=== Problem details ===
Reproduce the records from their beginning through the line containing "[[[0,3],[0,53],[68,47],[130,33],[131,0]]]", substituting "olive swim trunks" for "dark green shorts" and leaving every other character unchanged.

===============

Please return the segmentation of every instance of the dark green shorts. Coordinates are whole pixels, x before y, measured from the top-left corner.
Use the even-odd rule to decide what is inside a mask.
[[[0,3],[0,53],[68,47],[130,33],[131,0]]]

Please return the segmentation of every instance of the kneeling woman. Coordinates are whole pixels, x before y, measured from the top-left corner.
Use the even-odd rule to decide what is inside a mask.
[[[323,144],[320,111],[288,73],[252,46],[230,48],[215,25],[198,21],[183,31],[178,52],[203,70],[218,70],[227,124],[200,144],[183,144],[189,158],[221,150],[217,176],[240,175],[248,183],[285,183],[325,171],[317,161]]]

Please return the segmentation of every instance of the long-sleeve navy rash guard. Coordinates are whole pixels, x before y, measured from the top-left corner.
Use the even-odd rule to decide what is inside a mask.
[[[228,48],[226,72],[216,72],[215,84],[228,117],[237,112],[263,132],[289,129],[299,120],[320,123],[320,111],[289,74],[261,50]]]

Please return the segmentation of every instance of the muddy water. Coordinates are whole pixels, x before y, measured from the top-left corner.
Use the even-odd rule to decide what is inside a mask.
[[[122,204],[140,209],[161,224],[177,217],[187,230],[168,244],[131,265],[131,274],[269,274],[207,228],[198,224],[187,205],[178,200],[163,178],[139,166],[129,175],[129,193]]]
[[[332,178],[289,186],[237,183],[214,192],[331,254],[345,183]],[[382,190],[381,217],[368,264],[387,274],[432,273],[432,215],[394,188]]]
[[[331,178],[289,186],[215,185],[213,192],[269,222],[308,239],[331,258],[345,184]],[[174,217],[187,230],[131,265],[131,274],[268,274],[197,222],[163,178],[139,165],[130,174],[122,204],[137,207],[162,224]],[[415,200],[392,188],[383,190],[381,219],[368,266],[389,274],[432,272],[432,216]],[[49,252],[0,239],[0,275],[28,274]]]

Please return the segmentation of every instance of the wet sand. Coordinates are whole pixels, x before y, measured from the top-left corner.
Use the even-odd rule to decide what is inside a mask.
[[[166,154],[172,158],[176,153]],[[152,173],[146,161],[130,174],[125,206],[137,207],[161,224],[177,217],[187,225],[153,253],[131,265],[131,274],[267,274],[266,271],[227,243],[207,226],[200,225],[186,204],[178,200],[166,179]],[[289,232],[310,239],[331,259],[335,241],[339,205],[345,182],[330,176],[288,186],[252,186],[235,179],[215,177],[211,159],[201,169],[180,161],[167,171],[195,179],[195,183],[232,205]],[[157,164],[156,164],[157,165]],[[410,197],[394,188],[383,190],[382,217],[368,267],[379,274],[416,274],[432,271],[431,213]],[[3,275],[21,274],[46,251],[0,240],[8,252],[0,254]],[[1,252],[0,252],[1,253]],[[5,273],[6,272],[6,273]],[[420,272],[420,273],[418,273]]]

===============

=== Written reply ===
Please return the segmentation of every instance of the olive swim trunks. Coordinates are whole pixels, x before y, measured from the top-left corner.
Use the even-odd rule to decide what is inside a mask.
[[[0,3],[0,53],[68,47],[130,33],[131,0]]]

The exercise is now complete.